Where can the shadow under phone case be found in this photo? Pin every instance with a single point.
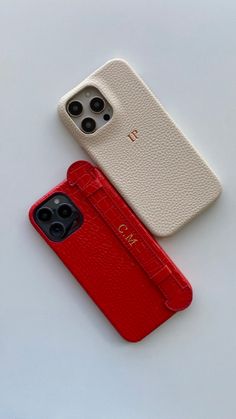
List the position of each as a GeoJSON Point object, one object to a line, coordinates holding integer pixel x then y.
{"type": "Point", "coordinates": [114, 257]}
{"type": "Point", "coordinates": [160, 174]}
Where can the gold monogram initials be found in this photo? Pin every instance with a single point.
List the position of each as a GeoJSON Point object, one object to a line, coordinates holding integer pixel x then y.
{"type": "Point", "coordinates": [129, 237]}
{"type": "Point", "coordinates": [133, 135]}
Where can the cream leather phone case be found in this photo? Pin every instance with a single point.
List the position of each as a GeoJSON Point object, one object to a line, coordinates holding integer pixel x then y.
{"type": "Point", "coordinates": [140, 149]}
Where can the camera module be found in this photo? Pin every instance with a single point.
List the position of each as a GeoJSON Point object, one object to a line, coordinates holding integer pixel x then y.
{"type": "Point", "coordinates": [64, 211]}
{"type": "Point", "coordinates": [97, 104]}
{"type": "Point", "coordinates": [75, 108]}
{"type": "Point", "coordinates": [57, 230]}
{"type": "Point", "coordinates": [88, 125]}
{"type": "Point", "coordinates": [44, 214]}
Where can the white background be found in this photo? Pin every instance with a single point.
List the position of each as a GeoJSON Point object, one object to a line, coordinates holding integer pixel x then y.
{"type": "Point", "coordinates": [59, 357]}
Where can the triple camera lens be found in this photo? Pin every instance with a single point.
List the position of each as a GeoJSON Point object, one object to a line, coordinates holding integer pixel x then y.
{"type": "Point", "coordinates": [88, 124]}
{"type": "Point", "coordinates": [75, 108]}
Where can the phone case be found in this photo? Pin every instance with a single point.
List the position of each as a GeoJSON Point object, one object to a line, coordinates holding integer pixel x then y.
{"type": "Point", "coordinates": [114, 257]}
{"type": "Point", "coordinates": [142, 152]}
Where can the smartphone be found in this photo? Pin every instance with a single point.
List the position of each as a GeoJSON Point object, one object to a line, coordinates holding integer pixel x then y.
{"type": "Point", "coordinates": [110, 252]}
{"type": "Point", "coordinates": [127, 133]}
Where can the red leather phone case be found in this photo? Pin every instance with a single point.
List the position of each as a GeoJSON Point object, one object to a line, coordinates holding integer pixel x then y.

* * *

● **Stated task**
Convert all of the records above into a numbered list with no blank lines, and leave the pictures out of the answer.

● **Exercise output**
1. Where can the shadow under phone case be found in this photo? Pin every instance with a single point.
2. List the position of each as a GeoJSON Point object, one object to a line, coordinates holding integer pixel x then y.
3. {"type": "Point", "coordinates": [114, 257]}
4. {"type": "Point", "coordinates": [160, 174]}
5. Where can the gold monogram initials be found in this photo? Pin every instance with a single point.
6. List the position of each as a GeoJSON Point object, one object to a line, coordinates holding integer pixel x then y.
7. {"type": "Point", "coordinates": [129, 237]}
8. {"type": "Point", "coordinates": [133, 135]}
9. Where can the cream leather phone case be found in this photo? Pin every instance with a single point.
10. List the position of each as a GeoJSON Point object, one object to a line, coordinates holding integer pixel x then y.
11. {"type": "Point", "coordinates": [140, 149]}
12. Where can the camera module be found in this photo? Pin every instance with a single point.
13. List the position of each as a GeoJSON Point object, one object to a line, coordinates holding integer pixel x then y.
14. {"type": "Point", "coordinates": [64, 211]}
15. {"type": "Point", "coordinates": [97, 104]}
16. {"type": "Point", "coordinates": [75, 108]}
17. {"type": "Point", "coordinates": [57, 230]}
18. {"type": "Point", "coordinates": [88, 125]}
19. {"type": "Point", "coordinates": [44, 214]}
20. Where can the white background be found in this photo? Pin every instance with a single point.
21. List the position of each as a GeoJSON Point object, one object to a line, coordinates holding integer pixel x then y.
22. {"type": "Point", "coordinates": [59, 357]}
23. Where can the triple camera lens be found in this photo? Pin every instance with a single point.
24. List the position of each as a GeoJSON Point object, one object to a line, coordinates holding integer pixel x then y.
25. {"type": "Point", "coordinates": [88, 124]}
26. {"type": "Point", "coordinates": [75, 108]}
27. Where can the phone case be found in this photo? Pin every instance with a single point.
28. List the position of each as a GeoJSON Point object, one object to a line, coordinates holding integer pixel x then y.
29. {"type": "Point", "coordinates": [114, 257]}
30. {"type": "Point", "coordinates": [142, 152]}
31. Where can the smartphone be found in this photo? Pin every instance with a single point.
32. List the position of each as a GeoJSON Point object, one object to a line, coordinates holding integer pixel x then y.
33. {"type": "Point", "coordinates": [110, 252]}
34. {"type": "Point", "coordinates": [127, 133]}
35. Where can the red leather phone case be found in this photo? Pin every instance with a single point.
36. List the position of each as a GeoJSON Point object, one object to a line, coordinates holding integer pixel x then y.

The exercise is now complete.